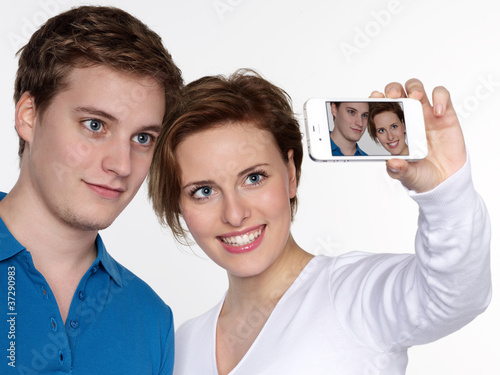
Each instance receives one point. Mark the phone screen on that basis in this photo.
(373, 128)
(365, 129)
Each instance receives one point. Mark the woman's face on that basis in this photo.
(390, 131)
(235, 196)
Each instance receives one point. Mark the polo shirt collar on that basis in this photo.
(9, 246)
(107, 262)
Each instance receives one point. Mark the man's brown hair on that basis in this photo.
(88, 36)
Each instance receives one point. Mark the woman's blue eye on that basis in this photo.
(203, 192)
(143, 138)
(253, 178)
(93, 124)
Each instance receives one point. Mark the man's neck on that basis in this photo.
(346, 146)
(60, 253)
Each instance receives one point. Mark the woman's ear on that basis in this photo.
(25, 117)
(292, 175)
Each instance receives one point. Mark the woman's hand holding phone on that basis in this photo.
(445, 140)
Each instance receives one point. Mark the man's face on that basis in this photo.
(91, 149)
(350, 120)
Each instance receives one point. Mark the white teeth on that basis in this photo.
(242, 240)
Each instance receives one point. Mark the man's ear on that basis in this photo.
(292, 175)
(25, 117)
(333, 109)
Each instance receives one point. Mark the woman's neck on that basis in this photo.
(265, 289)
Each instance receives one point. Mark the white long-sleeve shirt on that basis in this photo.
(358, 313)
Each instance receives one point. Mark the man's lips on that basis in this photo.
(106, 191)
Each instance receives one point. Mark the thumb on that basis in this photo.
(403, 171)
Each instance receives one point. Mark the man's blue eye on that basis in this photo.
(93, 124)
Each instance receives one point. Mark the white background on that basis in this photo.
(312, 48)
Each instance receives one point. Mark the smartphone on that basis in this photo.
(365, 129)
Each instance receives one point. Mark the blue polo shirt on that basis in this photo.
(116, 323)
(337, 152)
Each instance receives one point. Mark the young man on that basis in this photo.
(350, 120)
(91, 93)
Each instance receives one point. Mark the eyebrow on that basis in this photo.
(97, 112)
(212, 182)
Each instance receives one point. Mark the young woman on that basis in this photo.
(386, 126)
(229, 162)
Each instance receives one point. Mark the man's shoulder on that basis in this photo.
(138, 291)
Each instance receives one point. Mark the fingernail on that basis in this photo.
(438, 109)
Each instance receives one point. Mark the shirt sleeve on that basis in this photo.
(398, 300)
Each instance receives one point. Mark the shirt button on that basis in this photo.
(53, 324)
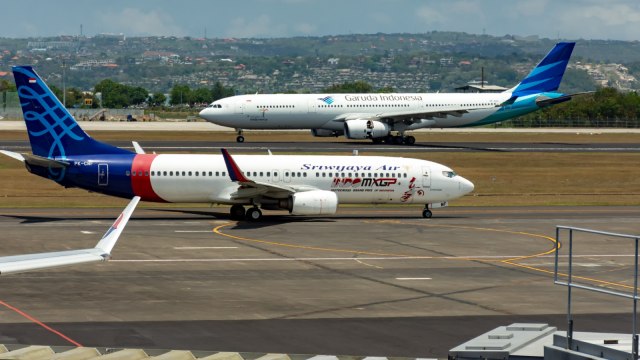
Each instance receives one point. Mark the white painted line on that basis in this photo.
(203, 247)
(403, 279)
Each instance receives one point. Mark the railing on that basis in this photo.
(570, 284)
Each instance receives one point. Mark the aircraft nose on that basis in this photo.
(203, 113)
(466, 186)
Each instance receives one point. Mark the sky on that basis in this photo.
(564, 19)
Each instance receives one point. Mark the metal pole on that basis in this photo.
(569, 283)
(635, 303)
(64, 86)
(555, 275)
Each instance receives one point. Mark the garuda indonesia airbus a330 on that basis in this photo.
(306, 185)
(379, 116)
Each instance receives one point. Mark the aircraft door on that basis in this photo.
(426, 177)
(239, 107)
(103, 174)
(313, 107)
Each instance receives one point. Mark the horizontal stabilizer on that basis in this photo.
(44, 162)
(543, 101)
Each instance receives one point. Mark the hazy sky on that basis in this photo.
(568, 19)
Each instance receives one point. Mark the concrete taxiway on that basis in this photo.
(368, 281)
(348, 146)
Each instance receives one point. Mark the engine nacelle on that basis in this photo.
(315, 202)
(326, 133)
(365, 129)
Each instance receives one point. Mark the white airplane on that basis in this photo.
(307, 185)
(377, 116)
(101, 252)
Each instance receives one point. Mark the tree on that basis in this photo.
(354, 87)
(115, 95)
(219, 91)
(180, 94)
(157, 99)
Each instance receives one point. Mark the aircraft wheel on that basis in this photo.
(237, 212)
(254, 214)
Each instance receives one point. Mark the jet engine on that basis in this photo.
(315, 202)
(365, 129)
(326, 133)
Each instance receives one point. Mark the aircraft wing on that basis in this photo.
(249, 188)
(101, 252)
(410, 117)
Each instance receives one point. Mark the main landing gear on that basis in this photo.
(239, 138)
(237, 212)
(396, 140)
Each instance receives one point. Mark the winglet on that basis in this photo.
(110, 238)
(234, 171)
(137, 147)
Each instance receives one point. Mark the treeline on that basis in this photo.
(118, 96)
(607, 107)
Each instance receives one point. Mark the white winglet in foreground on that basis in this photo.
(102, 251)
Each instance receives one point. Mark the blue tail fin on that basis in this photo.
(53, 132)
(548, 74)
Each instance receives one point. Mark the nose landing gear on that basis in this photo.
(239, 138)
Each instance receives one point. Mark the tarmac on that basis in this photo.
(378, 281)
(182, 125)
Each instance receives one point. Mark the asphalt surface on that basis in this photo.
(368, 281)
(338, 146)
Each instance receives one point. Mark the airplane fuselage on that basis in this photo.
(205, 178)
(330, 111)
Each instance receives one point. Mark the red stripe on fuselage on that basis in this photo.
(141, 178)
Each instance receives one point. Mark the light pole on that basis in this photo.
(64, 87)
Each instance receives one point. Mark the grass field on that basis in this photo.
(500, 178)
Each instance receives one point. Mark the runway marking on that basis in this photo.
(410, 279)
(203, 247)
(384, 258)
(219, 232)
(370, 265)
(40, 323)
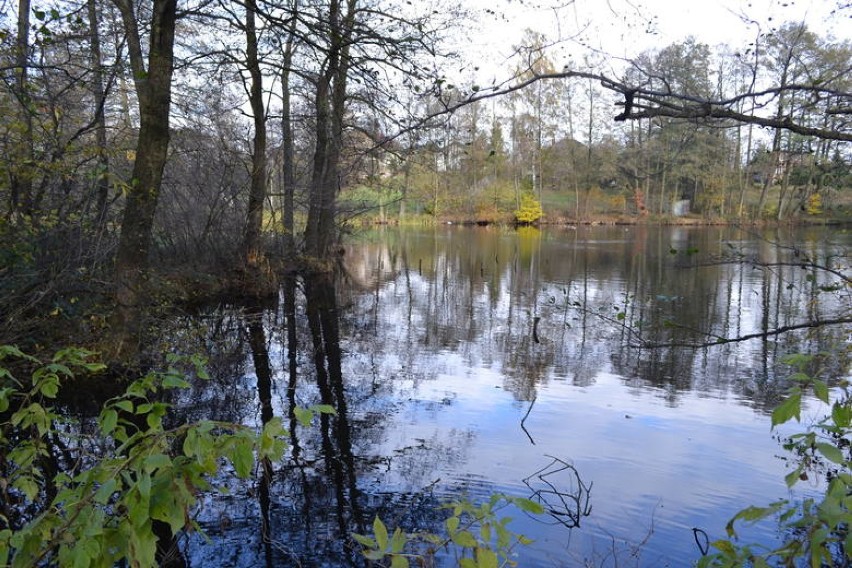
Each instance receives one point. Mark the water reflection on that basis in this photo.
(457, 360)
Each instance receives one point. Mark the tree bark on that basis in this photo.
(289, 163)
(153, 89)
(21, 170)
(98, 92)
(257, 194)
(330, 104)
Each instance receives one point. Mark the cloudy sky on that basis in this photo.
(623, 28)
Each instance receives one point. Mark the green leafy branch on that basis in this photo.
(481, 537)
(816, 529)
(103, 510)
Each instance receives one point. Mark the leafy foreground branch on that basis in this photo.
(70, 496)
(816, 530)
(64, 504)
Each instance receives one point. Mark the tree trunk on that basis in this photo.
(330, 103)
(21, 170)
(257, 194)
(153, 89)
(288, 167)
(101, 182)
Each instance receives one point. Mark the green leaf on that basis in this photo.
(486, 558)
(26, 485)
(109, 420)
(452, 525)
(303, 415)
(821, 390)
(465, 539)
(831, 452)
(398, 541)
(156, 461)
(364, 540)
(105, 491)
(174, 381)
(529, 506)
(790, 408)
(323, 409)
(381, 533)
(841, 415)
(793, 477)
(242, 457)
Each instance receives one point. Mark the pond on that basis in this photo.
(558, 365)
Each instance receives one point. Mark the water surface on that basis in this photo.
(469, 361)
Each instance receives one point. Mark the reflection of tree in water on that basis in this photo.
(304, 511)
(570, 305)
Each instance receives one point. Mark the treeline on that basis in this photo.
(556, 139)
(242, 135)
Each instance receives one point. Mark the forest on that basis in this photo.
(220, 137)
(157, 156)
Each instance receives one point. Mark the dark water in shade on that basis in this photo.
(468, 361)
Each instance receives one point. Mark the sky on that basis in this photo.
(624, 28)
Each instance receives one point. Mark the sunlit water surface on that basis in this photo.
(470, 361)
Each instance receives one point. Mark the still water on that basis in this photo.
(558, 365)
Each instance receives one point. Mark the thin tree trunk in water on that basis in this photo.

**Exercise instructions**
Pictures in the records above are not copied; print everything else exactly.

**Result below**
Each instance receives one point. Mark the phone screen on that basis in this photo.
(373, 128)
(365, 129)
Each instance receives one point. Mark the woman's face on that basis in this photo.
(390, 131)
(235, 196)
Each instance receives one point. Mark the polo shirt collar on that basis in this photo.
(9, 246)
(107, 262)
Each instance receives one point. Mark the man's brown hair on that basis in this photo.
(88, 36)
Each instance receives one point. Mark the woman's blue eye on that basis in this photo.
(203, 192)
(143, 138)
(253, 178)
(93, 124)
Each instance receives one point. Mark the man's neck on that basis in this photo.
(346, 146)
(60, 253)
Each instance receives one point. Mark the woman's ear on that basis in this photo.
(25, 117)
(292, 175)
Each instance receives one point. Mark the woman's hand holding phone on that basis in this photo.
(445, 140)
Each instance receives one point. Mark the man's face on that basis in this photo.
(91, 149)
(350, 120)
Each instance receives one point. Mark the white teeth on that basis in this photo.
(242, 240)
Each instance receives one point. Mark the man's ear on that basis in this photo.
(292, 175)
(25, 117)
(333, 109)
Each instance receives one point. Mark the woman's neck on that basis in this photo.
(265, 289)
Each instance receives one point. Mark the white long-sleeve shirt on that basis in this photo.
(358, 313)
Each instance receives one point. Mark the man's lips on that basis in this photo.
(106, 191)
Each instance receives one point. Mark the thumb on that basis in this photo.
(403, 171)
Each instance receives one point. Mark the man's blue eye on that basis in this photo.
(93, 124)
Each instance receives one point. Mark the white background on that basis in this photo.
(312, 48)
Each instance receives one point. Mark the smartphone on that basis in this photo.
(365, 129)
Each instance receives one point. Mark the blue polo shirt on that basis in this photo.
(116, 323)
(337, 152)
Each instance receives one point. Mark the young man on that basis in this photo.
(350, 120)
(91, 93)
Each instance receives one point. Mark the eyebrow on that basis in this photo.
(97, 112)
(212, 182)
Each instance receives one point. Mark the young woman on that basis in this photo.
(386, 126)
(229, 162)
Each instance receives one point. Mark the man's shoulder on that basis in this photo.
(138, 291)
Each instance receives one point. Mark the fingernail on that basis in this photo.
(438, 109)
Each instance receives one point. Mark the shirt sleeve on that basis in this photo.
(398, 300)
Each instance receives one point. Mark the shirt button on that basis in this photo.
(53, 324)
Each instance receives one point. Mark the white painted line on that basis in this photo.
(203, 247)
(403, 279)
Each instance receives one point. Mark the railing on that basis in this photo.
(570, 284)
Each instance receives one point. Mark the aircraft nose on that basis in this photo.
(203, 113)
(466, 186)
Each instance receives one point. Mark the sky on that basis in this photo.
(564, 19)
Each instance receives one point. Mark the metal pole on that basis in this photo.
(569, 283)
(635, 303)
(64, 86)
(555, 275)
Each instance receives one point. Mark the garuda indonesia airbus a330 on that basis in this photo.
(306, 185)
(379, 116)
Each instance receives one point. Mark the aircraft door on that basis in this photo.
(426, 177)
(239, 107)
(103, 174)
(313, 107)
Each instance receives one point. Mark the horizontal stabilizer on that basis in this photo.
(44, 162)
(543, 101)
Each instance receives one point. Mark the hazy sky on that basis in this photo.
(568, 19)
Each instance receives one point. Mark the concrete taxiway on that basis in this photo.
(368, 281)
(348, 146)
Each instance receives one point. Mark the engine nacelle on that basis in this photo.
(315, 202)
(326, 133)
(365, 129)
Each instance receives one point. Mark the white airplane on that basis in this photo.
(307, 185)
(377, 116)
(101, 252)
Each instance receives one point. Mark the tree on that basis in this photo.
(354, 87)
(115, 95)
(219, 91)
(180, 94)
(157, 99)
Each instance receives one point. Mark the aircraft wheel on that basis in this photo.
(237, 212)
(254, 214)
Each instance receives one point. Mark the jet engine on that basis in this photo.
(315, 202)
(365, 129)
(326, 133)
Each instance receives one point. Mark the aircraft wing on that basis in this photo.
(249, 188)
(101, 252)
(410, 117)
Each instance receives one point. Mark the main landing gear on that basis in this photo.
(239, 138)
(237, 212)
(396, 140)
Each instance receives one point. Mark the winglet on that basis in this photo.
(110, 238)
(234, 171)
(137, 147)
Each instance receives one point. Mark the treeline on that basis in this photo.
(118, 96)
(607, 107)
Each instance receives one point. Mark the white winglet in foreground on that basis in this photo.
(102, 251)
Each instance receives one point. Mark the blue tail fin on that basis in this photo.
(53, 132)
(548, 74)
Each instance receives one point. Mark the nose landing gear on that basis in this photo.
(239, 138)
Each instance receives one point. Mark the tarmac on that basis in this photo.
(378, 281)
(182, 125)
Each instance receives one point. Mark the asphalt surface on that basis in this photo.
(368, 281)
(338, 146)
Each instance receives one point. Mark the airplane fuselage on that basis in this photo.
(205, 178)
(330, 111)
Each instance receives one point. Mark the red stripe on fuselage on that basis in this photo.
(141, 178)
Each instance receives one point. Mark the light pole on that basis in this photo.
(64, 87)
Each instance receives one point. Mark the grass field on that basis in this photo.
(500, 178)
Each instance receives one point. Mark the runway marking on that basis in this photo.
(410, 279)
(203, 247)
(384, 258)
(219, 232)
(370, 265)
(40, 323)
Each instance receives one point. Mark the water reflection on that basis in this photo.
(457, 360)
Each instance receives one point. Mark the tree bark on that basis in this photo.
(289, 163)
(153, 89)
(21, 170)
(98, 92)
(257, 194)
(330, 104)
Each instance receives one point. Mark the cloudy sky on that basis in this photo.
(623, 28)
Each instance receives one point. Mark the green leafy branch on that basis in this photo.
(481, 537)
(816, 529)
(103, 510)
Each instance receives one point. Mark the leafy foreground branch on that basis in this photo.
(70, 496)
(816, 530)
(64, 504)
Each instance receives one point. Mark the tree trunk on that basis in this photo.
(330, 103)
(21, 170)
(257, 194)
(153, 89)
(288, 167)
(101, 182)
Each instance receives one point. Mark the green leaf on that basis in this photo.
(486, 558)
(26, 485)
(109, 420)
(452, 525)
(303, 415)
(821, 390)
(465, 539)
(831, 452)
(398, 541)
(156, 461)
(364, 540)
(105, 491)
(174, 381)
(529, 506)
(790, 408)
(323, 409)
(381, 533)
(841, 415)
(793, 477)
(242, 457)
Each instance receives one point. Mark the pond on that basis in this photo.
(558, 365)
Each instance receives one point. Mark the water surface on that basis in this photo.
(469, 361)
Each instance receives one point. Mark the reflection of tree in water on that basis in this photo.
(304, 511)
(570, 305)
Each instance receives one point. Mark the treeline on that basis in this photo.
(556, 139)
(242, 135)
Each instance receives one point. Mark the forest on that basis in this photo.
(220, 137)
(157, 156)
Each instance receives one point. Mark the dark water in shade on that basis in this photo.
(468, 361)
Each instance receives one point. Mark the sky on that basis in this photo.
(624, 28)
Each instance receives one point. Mark the sunlit water surface on that basis in this photo.
(470, 361)
Each instance receives one point. Mark the still water on that basis in this photo.
(558, 365)
Each instance receives one point. Mark the thin tree trunk in water on that basis in this photo.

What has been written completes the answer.